- Recorded data:
=====

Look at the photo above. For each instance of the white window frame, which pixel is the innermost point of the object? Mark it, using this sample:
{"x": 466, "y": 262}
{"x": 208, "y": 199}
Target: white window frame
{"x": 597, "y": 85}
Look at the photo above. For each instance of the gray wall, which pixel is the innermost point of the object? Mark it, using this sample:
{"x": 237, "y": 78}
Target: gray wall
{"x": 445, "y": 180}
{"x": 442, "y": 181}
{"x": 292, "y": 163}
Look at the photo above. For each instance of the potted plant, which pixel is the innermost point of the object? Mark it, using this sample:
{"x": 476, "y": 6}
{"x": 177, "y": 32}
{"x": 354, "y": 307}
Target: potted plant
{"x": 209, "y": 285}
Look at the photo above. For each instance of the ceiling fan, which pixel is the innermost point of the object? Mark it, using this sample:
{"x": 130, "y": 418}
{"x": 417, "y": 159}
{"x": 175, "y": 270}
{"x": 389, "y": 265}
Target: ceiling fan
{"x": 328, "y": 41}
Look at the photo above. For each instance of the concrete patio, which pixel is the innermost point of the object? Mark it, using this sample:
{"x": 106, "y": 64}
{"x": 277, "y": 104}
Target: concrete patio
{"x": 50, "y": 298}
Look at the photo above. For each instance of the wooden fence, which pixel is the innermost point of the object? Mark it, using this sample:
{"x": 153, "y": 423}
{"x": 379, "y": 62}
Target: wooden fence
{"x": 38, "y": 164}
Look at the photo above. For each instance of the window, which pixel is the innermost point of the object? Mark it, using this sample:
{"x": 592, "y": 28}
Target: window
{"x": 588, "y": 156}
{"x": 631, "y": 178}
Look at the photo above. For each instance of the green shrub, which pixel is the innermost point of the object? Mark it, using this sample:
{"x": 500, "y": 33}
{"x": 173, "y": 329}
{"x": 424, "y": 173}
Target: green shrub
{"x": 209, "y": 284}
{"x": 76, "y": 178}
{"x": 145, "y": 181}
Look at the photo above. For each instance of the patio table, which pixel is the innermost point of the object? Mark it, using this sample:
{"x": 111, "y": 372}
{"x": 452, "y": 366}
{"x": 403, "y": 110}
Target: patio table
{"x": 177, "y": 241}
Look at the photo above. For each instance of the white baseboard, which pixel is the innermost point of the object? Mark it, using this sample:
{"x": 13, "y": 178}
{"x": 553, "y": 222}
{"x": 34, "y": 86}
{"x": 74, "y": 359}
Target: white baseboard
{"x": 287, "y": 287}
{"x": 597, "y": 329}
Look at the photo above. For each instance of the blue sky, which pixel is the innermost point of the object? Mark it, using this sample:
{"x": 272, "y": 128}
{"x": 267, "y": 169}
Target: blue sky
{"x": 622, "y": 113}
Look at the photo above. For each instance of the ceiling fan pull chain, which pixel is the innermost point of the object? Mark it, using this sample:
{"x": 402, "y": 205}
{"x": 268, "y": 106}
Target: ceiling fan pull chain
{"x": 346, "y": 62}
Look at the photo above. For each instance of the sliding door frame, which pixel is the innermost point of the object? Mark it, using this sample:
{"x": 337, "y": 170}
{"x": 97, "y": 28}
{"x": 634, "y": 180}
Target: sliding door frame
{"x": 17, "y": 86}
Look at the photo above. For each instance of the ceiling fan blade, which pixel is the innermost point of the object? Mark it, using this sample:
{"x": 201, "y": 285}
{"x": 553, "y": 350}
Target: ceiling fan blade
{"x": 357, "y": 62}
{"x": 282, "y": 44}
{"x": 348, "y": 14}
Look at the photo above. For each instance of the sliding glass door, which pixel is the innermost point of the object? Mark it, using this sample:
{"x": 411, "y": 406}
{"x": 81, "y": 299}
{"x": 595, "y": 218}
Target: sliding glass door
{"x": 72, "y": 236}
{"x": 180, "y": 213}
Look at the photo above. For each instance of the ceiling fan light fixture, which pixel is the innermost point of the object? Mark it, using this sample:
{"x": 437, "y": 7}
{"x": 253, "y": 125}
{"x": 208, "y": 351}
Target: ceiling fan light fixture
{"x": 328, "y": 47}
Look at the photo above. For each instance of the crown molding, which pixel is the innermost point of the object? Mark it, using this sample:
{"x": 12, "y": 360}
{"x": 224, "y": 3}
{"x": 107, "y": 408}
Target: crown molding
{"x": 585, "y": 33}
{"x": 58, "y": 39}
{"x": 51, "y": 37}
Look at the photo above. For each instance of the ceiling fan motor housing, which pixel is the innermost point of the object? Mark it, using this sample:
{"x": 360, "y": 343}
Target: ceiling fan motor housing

=====

- Task to carry out: Only the count belongs in your answer, so please work out how many lines of the data contain "motor".

- Exercise answer: 2